Given instruction 1: Select and copy each line of the entries below that contains the word "blue".

Excerpt:

The aim of this article is to examine the relevance of the ISO 31000 standard in improving risk management practices, with an emphasis on the limitations and myths that may arise within organizations by a formal approach based on a symbolic use of this type of standard. As shown by the neo-institutional approach on standardization, many organizations tend to adopt ISO standards quite superficially in order to reinforce their social legitimacy through the implementation of rational and reassuring frameworks (Boiral, 2003, 2007; Christmann and Taylor, 2006). This type of symbolic implementation is too often mechanistic, ceremonial and disconnected from internal practices (Meyer and Rowan, 1977; Grandy and Mills, 2004). From this perspective, whatever the relevance of ISO 31000 propositions, their application within organizations may be perfunctory and project an idealized image of risk management. A review of the literature on risk and crisis management and an analysis of various crises will help shine a spotlight on the claimed benefits and the paradoxes arising from a mechanistic application of management framework such as the one proposed by ISO 31000. In line with Boholm (2010), Corvellec (2010), Gherardi and Nicolini (2000), Jarzabkowski and Spee (2009) and Whittington (2006), it is suggested that leaders and managers should take the turn from an approach essentially centered on formal strategic planning (strategy as something an organization formally has) to an approach more focused on reflexive strategic praxis (strategy as something an organization really do) in the field of risk management. The proposals set out in the standard will be reviewed, with reference to research conducted by recognized researchers in the field. The article will present the advantages and limits in the application of the standard and propose some recommendations to managers who are planning to integrate a risk management process into the overall strategy of their organization. In this sense, the article aims to stimulate thinking among managers and leaders as well as providing a pre-use warning before implementation of a standard such as ISO 31000.
Like most other ISO management standards, ISO 31000 provides a structured framework intended to meet the needs of any type of organization or situation. In order to be applied to such a vast diversity of activities and risks, the approach proposed in the standard is fundamentally intended to be generic and rational. According to the standard, effective risk management results from the application of a very systematic and structured management process. The criteria for risk assessment proposed in ISO 31000 largely spring from this probabilistic logic, taking into account many aspects, the most common of which are: the nature of the causes and consequences; measurement of the probability of occurrence; estimation of the duration of the potential impacts; the threshold of acceptable risk; the level at which appropriate measures should be taken; and the tendency toward increased entropy and disorder which results from a combination of risks.
After the identification and analysis of risks, the organization should determine those risks for which explicit measures will be taken and those which will be accepted as residual risk. The choice of how each risk is treated is based on the anticipated efficacy of the chosen measures, the legal or regulatory requirements the organization is subject to, the values and preferences of the stakeholders and a cost-benefit analysis. The choice of measures to be taken should be discussed and communicated to various parties, and their efficacy should be periodically evaluated. When resources are scarce, an order of priority should be established and should reflect the costs resulting from implementation of the risk treatment measures, compared with the gains resulting from not taking such measures.

Extracted information:

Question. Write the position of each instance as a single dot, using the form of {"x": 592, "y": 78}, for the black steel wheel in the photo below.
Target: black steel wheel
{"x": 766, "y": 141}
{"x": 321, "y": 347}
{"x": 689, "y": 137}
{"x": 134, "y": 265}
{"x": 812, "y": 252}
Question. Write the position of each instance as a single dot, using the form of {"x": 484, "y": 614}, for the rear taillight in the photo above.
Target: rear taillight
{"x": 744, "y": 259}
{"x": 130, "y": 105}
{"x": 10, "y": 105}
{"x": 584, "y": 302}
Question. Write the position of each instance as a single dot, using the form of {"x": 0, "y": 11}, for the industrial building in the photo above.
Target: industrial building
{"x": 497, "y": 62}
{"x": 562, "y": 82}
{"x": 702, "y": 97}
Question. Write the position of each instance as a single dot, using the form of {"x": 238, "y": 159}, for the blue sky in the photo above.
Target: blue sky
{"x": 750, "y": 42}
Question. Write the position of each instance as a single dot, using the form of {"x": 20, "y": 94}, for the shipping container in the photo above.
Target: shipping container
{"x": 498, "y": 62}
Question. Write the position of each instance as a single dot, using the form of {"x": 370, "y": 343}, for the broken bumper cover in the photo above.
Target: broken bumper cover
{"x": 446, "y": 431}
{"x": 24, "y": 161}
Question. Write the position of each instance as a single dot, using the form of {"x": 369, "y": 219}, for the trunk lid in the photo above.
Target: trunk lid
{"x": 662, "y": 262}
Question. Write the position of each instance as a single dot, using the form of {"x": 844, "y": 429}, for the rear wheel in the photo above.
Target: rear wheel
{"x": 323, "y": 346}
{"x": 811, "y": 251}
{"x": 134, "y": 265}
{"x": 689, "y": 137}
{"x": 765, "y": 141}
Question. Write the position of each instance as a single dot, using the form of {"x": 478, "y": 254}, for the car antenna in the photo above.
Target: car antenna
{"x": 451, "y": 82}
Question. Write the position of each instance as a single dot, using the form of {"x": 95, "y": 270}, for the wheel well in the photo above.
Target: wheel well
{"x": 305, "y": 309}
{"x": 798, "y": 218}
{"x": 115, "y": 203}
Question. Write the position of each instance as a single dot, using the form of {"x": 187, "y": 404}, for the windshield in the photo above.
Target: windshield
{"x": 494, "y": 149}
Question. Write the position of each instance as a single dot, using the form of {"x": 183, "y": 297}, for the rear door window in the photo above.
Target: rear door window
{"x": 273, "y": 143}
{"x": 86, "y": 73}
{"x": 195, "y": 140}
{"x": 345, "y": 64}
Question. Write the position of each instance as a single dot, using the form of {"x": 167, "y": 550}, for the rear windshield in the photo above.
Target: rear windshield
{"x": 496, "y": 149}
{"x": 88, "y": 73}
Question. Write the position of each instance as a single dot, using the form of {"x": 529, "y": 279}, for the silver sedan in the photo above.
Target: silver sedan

Given instruction 2: Print the section of the ISO 31000 passage above that begins at the words "After the identification" and ends after "taking such measures.".

Answer 1:
Question. Write the position of each instance as a single dot, using the form of {"x": 238, "y": 159}, for the blue sky in the photo above.
Target: blue sky

Answer 2:
After the identification and analysis of risks, the organization should determine those risks for which explicit measures will be taken and those which will be accepted as residual risk. The choice of how each risk is treated is based on the anticipated efficacy of the chosen measures, the legal or regulatory requirements the organization is subject to, the values and preferences of the stakeholders and a cost-benefit analysis. The choice of measures to be taken should be discussed and communicated to various parties, and their efficacy should be periodically evaluated. When resources are scarce, an order of priority should be established and should reflect the costs resulting from implementation of the risk treatment measures, compared with the gains resulting from not taking such measures.